Repeat the entries exactly as they are written.

Natural-language object grounding data
*** Begin section ***
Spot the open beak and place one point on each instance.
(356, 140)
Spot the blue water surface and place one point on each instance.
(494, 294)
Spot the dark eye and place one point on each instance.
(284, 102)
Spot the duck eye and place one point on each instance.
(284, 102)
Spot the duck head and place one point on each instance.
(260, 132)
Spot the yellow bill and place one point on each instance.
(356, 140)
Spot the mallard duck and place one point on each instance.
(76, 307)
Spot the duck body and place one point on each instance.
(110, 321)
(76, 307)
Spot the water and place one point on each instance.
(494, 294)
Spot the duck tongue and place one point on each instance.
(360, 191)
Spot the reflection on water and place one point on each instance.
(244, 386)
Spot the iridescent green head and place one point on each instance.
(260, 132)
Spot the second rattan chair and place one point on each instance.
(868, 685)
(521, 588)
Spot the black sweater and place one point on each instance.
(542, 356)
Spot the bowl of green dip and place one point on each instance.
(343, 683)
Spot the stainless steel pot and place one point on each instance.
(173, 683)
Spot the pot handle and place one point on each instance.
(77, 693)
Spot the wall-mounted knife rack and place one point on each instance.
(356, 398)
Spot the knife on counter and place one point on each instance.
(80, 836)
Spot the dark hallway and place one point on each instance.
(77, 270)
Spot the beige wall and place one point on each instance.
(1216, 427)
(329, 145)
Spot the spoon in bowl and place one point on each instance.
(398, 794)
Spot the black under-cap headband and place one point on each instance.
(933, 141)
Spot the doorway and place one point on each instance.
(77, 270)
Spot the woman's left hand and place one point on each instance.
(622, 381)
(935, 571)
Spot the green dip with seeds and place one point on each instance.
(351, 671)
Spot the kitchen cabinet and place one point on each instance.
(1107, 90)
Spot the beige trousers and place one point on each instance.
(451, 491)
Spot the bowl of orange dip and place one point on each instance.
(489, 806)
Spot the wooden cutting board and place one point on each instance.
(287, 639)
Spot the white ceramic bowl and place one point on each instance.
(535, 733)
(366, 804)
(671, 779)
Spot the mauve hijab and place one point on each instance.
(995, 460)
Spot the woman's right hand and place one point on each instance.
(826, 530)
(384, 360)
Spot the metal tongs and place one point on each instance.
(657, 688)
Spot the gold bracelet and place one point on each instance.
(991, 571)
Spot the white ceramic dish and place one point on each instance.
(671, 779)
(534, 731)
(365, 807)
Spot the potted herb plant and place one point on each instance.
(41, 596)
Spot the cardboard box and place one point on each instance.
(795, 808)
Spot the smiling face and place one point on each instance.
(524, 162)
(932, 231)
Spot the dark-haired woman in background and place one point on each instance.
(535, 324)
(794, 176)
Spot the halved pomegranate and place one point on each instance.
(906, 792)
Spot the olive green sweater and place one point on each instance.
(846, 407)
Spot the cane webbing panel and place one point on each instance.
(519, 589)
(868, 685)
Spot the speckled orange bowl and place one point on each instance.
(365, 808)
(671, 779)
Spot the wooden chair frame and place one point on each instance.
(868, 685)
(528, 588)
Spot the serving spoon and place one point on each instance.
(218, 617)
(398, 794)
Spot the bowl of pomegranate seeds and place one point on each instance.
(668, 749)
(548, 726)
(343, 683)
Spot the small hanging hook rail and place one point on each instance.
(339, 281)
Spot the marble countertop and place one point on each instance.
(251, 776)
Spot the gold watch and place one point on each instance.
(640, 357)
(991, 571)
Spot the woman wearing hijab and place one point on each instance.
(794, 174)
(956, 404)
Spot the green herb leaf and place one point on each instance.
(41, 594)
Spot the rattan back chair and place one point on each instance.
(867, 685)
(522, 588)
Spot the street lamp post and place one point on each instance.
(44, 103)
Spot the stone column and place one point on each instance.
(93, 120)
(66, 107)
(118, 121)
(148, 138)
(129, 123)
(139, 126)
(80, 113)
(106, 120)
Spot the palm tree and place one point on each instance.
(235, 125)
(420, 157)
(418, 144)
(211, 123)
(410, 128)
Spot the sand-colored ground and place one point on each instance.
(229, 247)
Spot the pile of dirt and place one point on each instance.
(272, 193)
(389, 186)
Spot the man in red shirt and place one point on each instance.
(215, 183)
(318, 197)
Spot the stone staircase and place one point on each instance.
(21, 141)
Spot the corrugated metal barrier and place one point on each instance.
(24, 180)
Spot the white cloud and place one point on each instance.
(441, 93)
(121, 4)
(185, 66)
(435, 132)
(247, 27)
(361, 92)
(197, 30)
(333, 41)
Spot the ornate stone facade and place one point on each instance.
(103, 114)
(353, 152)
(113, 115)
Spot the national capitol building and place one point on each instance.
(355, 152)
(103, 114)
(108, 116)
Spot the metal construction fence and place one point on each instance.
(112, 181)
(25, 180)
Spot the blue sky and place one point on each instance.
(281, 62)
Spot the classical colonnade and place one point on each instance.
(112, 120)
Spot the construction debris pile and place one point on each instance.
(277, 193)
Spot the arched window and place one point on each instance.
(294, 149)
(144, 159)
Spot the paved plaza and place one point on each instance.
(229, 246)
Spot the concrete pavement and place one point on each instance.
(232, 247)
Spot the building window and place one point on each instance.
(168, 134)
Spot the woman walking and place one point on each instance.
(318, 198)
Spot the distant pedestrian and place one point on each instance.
*** End section ***
ANSWER TO THE PROBLEM:
Spot the open beak and place one point on each instance.
(356, 140)
Spot the blue water surface and place one point on each instance.
(494, 294)
Spot the dark eye and place one point on each instance.
(284, 102)
Spot the duck eye and place one point on each instance.
(284, 102)
Spot the duck head and place one point on each instance.
(260, 132)
Spot the yellow bill and place one point on each instance.
(356, 140)
Spot the mallard duck and place one point on each instance.
(76, 307)
Spot the duck body and place one point on each instance.
(110, 321)
(76, 307)
Spot the water and place one point on each instance.
(494, 294)
Spot the duck tongue and place one point on each instance.
(360, 191)
Spot the reflection on water and place one point on each instance.
(244, 386)
Spot the iridescent green head and place one point on each instance.
(260, 132)
Spot the second rattan chair and place one point on each instance.
(868, 685)
(521, 588)
Spot the black sweater and place one point on each instance.
(542, 356)
Spot the bowl of green dip and place one point on each instance.
(343, 683)
Spot the stainless steel pot and place one point on each instance.
(173, 683)
Spot the pot handle and place one point on each instance.
(77, 693)
Spot the wall-mounted knife rack and place one point on each instance.
(356, 398)
Spot the knife on counter and place one point on each instance.
(80, 836)
Spot the dark hallway and place one point on each instance.
(77, 270)
Spot the beige wall and place one point on each instance.
(1216, 427)
(329, 145)
Spot the spoon in bowl and place one point on each instance.
(398, 794)
Spot the black under-cap headband and place one point on each instance.
(933, 141)
Spot the doorway and place one point on each instance.
(77, 270)
Spot the woman's left hand and place one point on each instance.
(622, 381)
(935, 571)
Spot the green dip with seeds and place one point on each instance.
(351, 671)
Spot the kitchen cabinet and place one point on each instance.
(1107, 90)
Spot the beige trousers and place one point on each instance.
(451, 491)
Spot the bowl of orange dip and place one point on each instance.
(489, 806)
Spot the wooden cutting board and place one point on each instance.
(287, 639)
Spot the white ceramic bowl and place one point on each instance.
(535, 733)
(366, 804)
(671, 779)
Spot the mauve hijab and place one point on each instance.
(995, 460)
Spot the woman's right hand and place one point on each instance.
(826, 530)
(384, 360)
Spot the metal tongs and place one point on each instance.
(657, 688)
Spot the gold bracelet and place one point on each instance.
(991, 571)
Spot the white ceramic dish and place one point on each instance.
(671, 779)
(534, 731)
(365, 807)
Spot the potted herb plant and place one point on each instance.
(41, 596)
Spot the cardboard box and place one point on each instance.
(795, 808)
Spot the smiling face and place one point on each instance.
(524, 162)
(932, 231)
Spot the dark-haired woman in background and place one point on each instance.
(535, 324)
(794, 176)
Spot the halved pomegranate and place one point on each instance.
(906, 792)
Spot the olive green sweater and place one point on each instance.
(846, 407)
Spot the cane webbing panel and place one point on each instance.
(519, 589)
(868, 685)
Spot the speckled orange bowl and place one point on each instance.
(365, 808)
(671, 779)
Spot the wooden chair frame and place one point on each instance.
(868, 685)
(528, 588)
Spot the serving spoon and place one point on each instance.
(218, 617)
(398, 794)
Spot the bowl of pomegranate seeds and place one point on each instance.
(668, 749)
(548, 726)
(343, 683)
Spot the small hanging hook rail and place one point on each instance.
(339, 281)
Spot the marble countertop and place one point on each instance.
(251, 776)
Spot the gold watch and place one point on each instance.
(640, 357)
(991, 571)
Spot the woman wearing hijab and place one point on each instance.
(794, 174)
(956, 404)
Spot the green herb leaf and place one point on each instance.
(41, 594)
Spot the rattan back chair and place one point on each instance.
(867, 685)
(522, 588)
Spot the street lamp post and place one point on each instance.
(44, 103)
Spot the stone column and place one point on each instance.
(93, 120)
(66, 107)
(118, 121)
(148, 138)
(129, 123)
(139, 126)
(80, 113)
(106, 120)
Spot the palm tree and place one point on each instance.
(235, 125)
(420, 157)
(418, 144)
(211, 123)
(410, 128)
Spot the sand-colored ground and place one point on each instance.
(229, 247)
Spot the pile of dirt and place one point on each instance.
(272, 193)
(389, 186)
Spot the man in red shirt and place one point on each instance.
(215, 183)
(318, 197)
Spot the stone staircase and place one point on each instance.
(21, 141)
Spot the corrugated metal barrier and place one point on each instance.
(24, 180)
Spot the white cloud and place one point on each instance.
(441, 93)
(121, 4)
(185, 66)
(435, 132)
(247, 27)
(361, 92)
(197, 30)
(333, 41)
Spot the ornate stone facade and place one point on each instance.
(103, 114)
(353, 152)
(113, 115)
Spot the national capitol building and place one point on each instance.
(355, 152)
(103, 114)
(108, 116)
Spot the metal construction fence and place one point on each instance.
(112, 181)
(25, 180)
Spot the blue sky and place one point on each instance.
(281, 62)
Spot the classical colonnade and place one point on each instance.
(112, 120)
Spot the construction debris pile and place one point on each instance.
(277, 193)
Spot the arched window and place one point on each instance.
(294, 149)
(144, 159)
Spot the paved plaza and place one point on each instance.
(229, 246)
Spot the concrete pavement and place one point on each instance.
(232, 247)
Spot the building window and place one point on each instance.
(168, 134)
Spot the woman walking and place one point on each instance.
(318, 198)
Spot the distant pedestrian and place one point on each instance.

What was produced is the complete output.